* [Required work]
Translate this sentence from the forum thread on slow API responses below into Spanish: "You might be doing something wrong if it takes 10 minutes."

#openai.ChatCompletion.create so slow, and improve rate limit

12 messages · Page 1 of 1 (latest)

median jewel
#

I am asking a prompt to ChatGPT. When I ask it from the web app, it takes 1 second. https://chat.openai.com/
When I ask this same prompt from the python API, it takes minutes, and sometimes it fails after 10 min! Why is the API so much slower than the website?
Also, I need to make quite a lot of queries. Is there a way that the queries can be run faster, even if by paying more? and what about the rate limit, to run queries in parallel? many thanks, David

tender leaf
#

You might be doing something wrong if it takes 10 minutes. I did speed tests recently and consistently clock between 1 and 3 seconds for sub 1k token requests.

Regarding timeout, use a library to automatically retry w/ exponential backoff

pine bobcat
median jewel
#

with gpt-3.5-turbo, it takes 100 seconds in average when using the API, and it takes 1 second when using the web app. with with gpt-3.5-turbo-16, it takes 10 min using the API.

* [Extracted entries]
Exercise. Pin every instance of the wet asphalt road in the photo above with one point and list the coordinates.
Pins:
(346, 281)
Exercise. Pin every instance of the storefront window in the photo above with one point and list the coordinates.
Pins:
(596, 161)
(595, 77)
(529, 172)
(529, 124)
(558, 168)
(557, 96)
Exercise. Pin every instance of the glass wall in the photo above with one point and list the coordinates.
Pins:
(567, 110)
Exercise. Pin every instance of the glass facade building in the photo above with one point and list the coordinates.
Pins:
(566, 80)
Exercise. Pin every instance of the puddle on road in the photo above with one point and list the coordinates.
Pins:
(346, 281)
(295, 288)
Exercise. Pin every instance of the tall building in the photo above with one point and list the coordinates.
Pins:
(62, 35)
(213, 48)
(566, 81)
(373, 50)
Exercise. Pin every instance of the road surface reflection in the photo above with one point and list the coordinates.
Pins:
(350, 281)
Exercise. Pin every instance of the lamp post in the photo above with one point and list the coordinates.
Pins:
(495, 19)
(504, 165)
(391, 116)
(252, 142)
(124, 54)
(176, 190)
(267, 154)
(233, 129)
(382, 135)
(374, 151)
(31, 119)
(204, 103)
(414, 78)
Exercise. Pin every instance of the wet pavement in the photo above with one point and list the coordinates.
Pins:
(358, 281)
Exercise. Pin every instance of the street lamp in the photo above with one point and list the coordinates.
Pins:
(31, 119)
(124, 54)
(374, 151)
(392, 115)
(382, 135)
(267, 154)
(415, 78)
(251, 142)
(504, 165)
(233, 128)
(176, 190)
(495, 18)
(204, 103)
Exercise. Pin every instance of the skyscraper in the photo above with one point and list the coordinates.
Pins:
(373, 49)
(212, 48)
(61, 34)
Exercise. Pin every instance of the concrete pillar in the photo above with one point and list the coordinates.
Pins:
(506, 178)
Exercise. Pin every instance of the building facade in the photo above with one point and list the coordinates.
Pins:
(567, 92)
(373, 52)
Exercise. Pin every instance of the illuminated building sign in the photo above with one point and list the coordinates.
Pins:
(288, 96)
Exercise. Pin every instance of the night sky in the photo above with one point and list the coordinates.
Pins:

* [Result for this task]
Puede que estés haciendo algo mal si tarda 10 minutos.